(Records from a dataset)
▼

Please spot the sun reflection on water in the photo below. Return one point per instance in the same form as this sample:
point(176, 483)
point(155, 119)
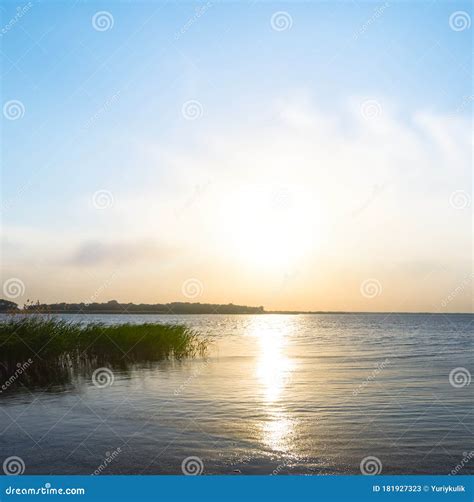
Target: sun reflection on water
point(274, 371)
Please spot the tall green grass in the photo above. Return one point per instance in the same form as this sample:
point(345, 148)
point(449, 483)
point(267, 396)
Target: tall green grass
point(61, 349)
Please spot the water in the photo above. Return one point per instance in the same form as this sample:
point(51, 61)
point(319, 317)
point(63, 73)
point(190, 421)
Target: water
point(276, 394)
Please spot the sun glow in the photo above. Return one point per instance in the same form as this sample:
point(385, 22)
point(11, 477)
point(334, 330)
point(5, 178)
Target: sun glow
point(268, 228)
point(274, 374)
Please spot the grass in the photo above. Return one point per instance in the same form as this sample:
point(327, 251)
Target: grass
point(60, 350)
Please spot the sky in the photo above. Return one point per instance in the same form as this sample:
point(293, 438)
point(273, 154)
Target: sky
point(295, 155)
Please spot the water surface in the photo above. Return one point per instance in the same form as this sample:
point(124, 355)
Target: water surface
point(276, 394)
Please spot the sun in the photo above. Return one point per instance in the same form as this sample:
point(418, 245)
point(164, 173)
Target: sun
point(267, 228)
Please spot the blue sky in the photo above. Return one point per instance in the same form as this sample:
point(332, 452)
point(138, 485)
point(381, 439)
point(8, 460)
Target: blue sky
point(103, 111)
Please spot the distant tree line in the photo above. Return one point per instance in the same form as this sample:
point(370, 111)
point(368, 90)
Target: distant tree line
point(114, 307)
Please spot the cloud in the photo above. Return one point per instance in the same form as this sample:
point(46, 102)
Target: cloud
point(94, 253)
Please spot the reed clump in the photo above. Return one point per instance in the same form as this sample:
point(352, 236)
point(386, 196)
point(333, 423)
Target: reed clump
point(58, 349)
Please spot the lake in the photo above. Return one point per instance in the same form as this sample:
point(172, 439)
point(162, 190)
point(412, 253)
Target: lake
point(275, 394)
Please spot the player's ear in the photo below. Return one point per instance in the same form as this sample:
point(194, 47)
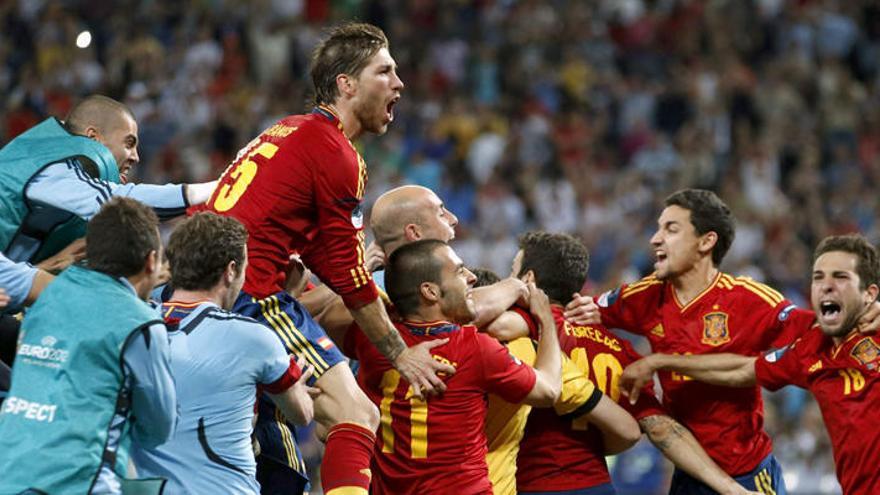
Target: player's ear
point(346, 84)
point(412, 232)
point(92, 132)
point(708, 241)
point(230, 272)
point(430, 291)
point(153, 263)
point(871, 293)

▲
▼

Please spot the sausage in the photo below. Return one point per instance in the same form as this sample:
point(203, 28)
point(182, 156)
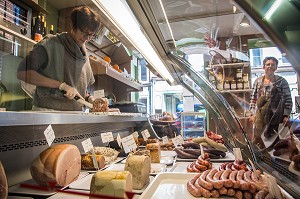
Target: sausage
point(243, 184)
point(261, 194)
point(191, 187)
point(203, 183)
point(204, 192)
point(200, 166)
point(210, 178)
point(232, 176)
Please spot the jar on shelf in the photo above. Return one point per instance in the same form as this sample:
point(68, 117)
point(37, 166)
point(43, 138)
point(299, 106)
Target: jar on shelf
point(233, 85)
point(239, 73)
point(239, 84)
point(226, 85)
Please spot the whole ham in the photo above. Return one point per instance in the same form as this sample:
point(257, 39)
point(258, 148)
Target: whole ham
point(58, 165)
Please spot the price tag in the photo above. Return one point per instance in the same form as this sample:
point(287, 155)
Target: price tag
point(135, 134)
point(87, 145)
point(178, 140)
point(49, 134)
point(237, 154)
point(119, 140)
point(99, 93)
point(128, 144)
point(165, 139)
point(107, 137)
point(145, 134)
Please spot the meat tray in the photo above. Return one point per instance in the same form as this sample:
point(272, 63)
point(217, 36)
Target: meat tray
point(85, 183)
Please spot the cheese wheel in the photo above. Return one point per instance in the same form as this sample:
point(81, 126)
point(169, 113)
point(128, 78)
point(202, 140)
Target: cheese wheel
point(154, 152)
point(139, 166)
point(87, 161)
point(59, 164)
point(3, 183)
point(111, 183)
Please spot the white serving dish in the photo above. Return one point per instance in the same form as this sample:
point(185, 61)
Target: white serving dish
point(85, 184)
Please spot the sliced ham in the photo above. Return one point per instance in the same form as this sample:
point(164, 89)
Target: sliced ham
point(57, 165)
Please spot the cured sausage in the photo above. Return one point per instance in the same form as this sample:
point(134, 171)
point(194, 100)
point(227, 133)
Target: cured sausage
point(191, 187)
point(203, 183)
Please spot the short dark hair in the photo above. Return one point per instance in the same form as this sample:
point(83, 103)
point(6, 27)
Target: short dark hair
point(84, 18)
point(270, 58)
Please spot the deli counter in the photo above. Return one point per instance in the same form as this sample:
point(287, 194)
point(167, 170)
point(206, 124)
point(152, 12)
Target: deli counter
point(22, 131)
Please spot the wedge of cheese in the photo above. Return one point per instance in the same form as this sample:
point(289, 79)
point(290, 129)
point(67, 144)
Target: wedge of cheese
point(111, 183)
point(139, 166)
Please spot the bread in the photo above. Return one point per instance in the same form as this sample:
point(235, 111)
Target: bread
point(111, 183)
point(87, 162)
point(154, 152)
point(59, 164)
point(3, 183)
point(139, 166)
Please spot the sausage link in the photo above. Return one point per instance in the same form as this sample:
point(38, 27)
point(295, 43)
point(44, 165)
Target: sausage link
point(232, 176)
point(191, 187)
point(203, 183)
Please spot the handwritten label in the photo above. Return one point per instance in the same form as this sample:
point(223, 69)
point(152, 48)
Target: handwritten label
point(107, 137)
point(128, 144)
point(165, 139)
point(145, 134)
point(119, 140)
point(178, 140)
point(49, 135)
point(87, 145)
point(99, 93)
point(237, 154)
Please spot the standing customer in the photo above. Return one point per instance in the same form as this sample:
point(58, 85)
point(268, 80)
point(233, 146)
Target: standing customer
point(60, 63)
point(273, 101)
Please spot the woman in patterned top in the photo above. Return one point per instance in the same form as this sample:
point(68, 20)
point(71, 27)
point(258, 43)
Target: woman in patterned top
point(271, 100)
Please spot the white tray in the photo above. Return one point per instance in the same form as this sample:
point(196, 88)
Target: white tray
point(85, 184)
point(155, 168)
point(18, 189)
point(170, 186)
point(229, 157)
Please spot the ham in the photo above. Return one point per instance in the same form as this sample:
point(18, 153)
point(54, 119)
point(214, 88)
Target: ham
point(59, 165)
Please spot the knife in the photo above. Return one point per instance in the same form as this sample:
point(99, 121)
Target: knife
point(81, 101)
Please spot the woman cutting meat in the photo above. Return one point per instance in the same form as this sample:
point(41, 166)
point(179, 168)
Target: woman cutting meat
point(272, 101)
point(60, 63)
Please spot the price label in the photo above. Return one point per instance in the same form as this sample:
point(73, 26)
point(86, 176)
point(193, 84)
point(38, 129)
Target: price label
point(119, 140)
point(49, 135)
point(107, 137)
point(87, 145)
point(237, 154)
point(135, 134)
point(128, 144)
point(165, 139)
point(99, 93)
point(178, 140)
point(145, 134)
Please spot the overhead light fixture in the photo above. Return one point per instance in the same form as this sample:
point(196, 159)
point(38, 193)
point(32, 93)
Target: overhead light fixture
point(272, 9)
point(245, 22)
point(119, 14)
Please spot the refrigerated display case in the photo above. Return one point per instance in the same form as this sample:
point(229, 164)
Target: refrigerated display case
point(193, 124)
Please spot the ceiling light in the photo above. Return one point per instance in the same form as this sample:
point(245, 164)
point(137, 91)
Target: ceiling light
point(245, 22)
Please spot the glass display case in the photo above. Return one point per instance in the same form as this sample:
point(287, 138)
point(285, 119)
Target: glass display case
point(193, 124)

▲
▼

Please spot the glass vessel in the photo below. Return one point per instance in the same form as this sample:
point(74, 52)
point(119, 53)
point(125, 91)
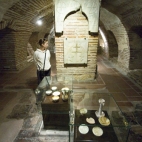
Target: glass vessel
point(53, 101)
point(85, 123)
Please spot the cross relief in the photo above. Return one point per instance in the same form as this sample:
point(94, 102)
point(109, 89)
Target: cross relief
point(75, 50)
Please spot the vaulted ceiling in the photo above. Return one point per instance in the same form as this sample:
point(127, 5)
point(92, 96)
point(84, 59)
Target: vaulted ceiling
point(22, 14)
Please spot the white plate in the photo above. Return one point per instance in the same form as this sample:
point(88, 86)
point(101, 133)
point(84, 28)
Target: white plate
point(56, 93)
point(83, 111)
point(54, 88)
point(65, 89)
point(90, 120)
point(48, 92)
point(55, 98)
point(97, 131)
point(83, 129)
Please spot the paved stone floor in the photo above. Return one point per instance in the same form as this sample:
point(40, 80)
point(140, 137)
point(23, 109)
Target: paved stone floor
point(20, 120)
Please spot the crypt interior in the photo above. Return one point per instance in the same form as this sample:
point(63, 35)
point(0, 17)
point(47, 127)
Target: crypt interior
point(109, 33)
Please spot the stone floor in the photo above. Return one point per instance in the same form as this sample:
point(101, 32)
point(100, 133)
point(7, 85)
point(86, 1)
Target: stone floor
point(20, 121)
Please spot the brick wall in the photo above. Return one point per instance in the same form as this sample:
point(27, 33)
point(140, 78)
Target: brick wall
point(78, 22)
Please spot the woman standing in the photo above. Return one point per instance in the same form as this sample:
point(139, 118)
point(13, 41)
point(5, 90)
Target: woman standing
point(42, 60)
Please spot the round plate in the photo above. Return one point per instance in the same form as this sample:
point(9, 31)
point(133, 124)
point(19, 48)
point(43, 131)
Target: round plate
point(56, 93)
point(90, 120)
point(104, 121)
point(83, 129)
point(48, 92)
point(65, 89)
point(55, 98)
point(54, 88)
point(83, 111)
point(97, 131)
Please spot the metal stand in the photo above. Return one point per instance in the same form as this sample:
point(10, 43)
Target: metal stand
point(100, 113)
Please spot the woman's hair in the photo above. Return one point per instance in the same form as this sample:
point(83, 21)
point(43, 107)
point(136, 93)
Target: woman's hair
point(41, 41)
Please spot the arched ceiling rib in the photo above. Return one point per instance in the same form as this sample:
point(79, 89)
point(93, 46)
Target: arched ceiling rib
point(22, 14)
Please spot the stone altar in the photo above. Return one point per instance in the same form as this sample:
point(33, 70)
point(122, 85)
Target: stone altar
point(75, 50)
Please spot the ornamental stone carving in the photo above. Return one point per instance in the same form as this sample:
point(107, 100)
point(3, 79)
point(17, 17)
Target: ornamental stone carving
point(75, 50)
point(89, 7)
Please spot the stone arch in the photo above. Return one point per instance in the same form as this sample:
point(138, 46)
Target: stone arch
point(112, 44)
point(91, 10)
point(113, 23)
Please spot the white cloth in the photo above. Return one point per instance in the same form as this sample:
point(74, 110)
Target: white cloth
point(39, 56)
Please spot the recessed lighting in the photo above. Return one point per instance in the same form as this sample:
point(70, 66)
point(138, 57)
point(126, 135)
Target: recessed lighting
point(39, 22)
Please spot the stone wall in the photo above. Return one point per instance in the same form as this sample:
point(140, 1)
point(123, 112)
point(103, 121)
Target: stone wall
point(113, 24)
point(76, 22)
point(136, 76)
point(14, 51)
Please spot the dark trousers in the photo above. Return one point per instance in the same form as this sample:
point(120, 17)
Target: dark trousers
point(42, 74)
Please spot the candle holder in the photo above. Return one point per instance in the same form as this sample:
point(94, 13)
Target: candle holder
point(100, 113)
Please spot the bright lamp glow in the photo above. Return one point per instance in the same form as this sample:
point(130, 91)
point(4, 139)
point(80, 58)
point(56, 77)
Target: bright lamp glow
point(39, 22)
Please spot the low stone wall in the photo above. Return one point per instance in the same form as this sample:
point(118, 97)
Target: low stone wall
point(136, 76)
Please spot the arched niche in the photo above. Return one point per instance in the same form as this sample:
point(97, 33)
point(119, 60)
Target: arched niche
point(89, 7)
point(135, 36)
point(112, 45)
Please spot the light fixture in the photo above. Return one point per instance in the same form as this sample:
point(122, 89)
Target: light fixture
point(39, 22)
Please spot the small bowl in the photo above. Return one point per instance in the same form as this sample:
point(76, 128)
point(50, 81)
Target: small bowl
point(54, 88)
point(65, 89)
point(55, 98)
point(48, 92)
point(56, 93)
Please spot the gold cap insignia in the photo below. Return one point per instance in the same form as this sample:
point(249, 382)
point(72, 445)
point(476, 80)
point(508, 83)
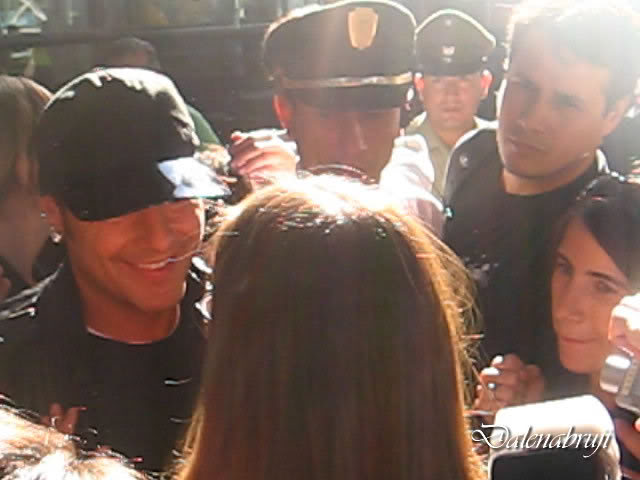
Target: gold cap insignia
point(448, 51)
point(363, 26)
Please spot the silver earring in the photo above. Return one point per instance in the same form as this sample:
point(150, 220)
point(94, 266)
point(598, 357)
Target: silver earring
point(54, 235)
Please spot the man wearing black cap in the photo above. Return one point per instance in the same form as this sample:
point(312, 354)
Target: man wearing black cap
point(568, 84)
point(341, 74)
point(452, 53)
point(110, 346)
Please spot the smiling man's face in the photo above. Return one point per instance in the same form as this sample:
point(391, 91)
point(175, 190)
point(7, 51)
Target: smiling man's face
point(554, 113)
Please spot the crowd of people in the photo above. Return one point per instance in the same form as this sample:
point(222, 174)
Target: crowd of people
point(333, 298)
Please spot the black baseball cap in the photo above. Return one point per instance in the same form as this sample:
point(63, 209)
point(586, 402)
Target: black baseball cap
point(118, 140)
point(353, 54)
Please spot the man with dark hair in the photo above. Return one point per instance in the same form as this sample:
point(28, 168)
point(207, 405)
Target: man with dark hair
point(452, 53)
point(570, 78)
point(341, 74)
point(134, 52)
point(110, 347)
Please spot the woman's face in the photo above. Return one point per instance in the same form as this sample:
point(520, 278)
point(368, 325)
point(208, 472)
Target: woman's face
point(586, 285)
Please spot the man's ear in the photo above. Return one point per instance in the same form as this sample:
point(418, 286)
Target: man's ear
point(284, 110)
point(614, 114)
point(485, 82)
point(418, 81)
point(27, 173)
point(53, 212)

▲

** What needs to be done **
Starting at the line containing "Please spot the metal" and ending at the line containing "point(39, 56)", copy the data above, requests included. Offset every coordinate in the answer points by adding 22, and leave the sample points in the requests as they are.

** Exercise output **
Please spot the metal stand in the photo above. Return one point per instance in the same form as this sample:
point(10, 43)
Target: metal stand
point(122, 135)
Please spot the woman's hair in the photo above. Return one point per instance in the same form as this sample:
point(83, 21)
point(43, 107)
point(136, 93)
Target: woman's hair
point(63, 63)
Please spot the arched ceiling rib in the photo above. Return one point per instance in the same form as this sample:
point(79, 89)
point(93, 46)
Target: arched ceiling rib
point(44, 36)
Please spot the stone altar in the photo above. Return one point per instance in the same form as this sample:
point(33, 70)
point(122, 85)
Target: stone altar
point(97, 72)
Please spot the ornamental stone carving in the photo above. Return one point per instance in the same form as this sample:
point(107, 100)
point(3, 79)
point(17, 17)
Target: ornamental stone carving
point(97, 72)
point(111, 29)
Please spot the stone arch in the photo above. Return one point per instance in the same form as this sample:
point(138, 46)
Target: stone arch
point(134, 66)
point(113, 32)
point(135, 45)
Please spot the white cloth in the photo above. Return one point per instance in the same form as this sample:
point(74, 110)
Target: white cloth
point(61, 78)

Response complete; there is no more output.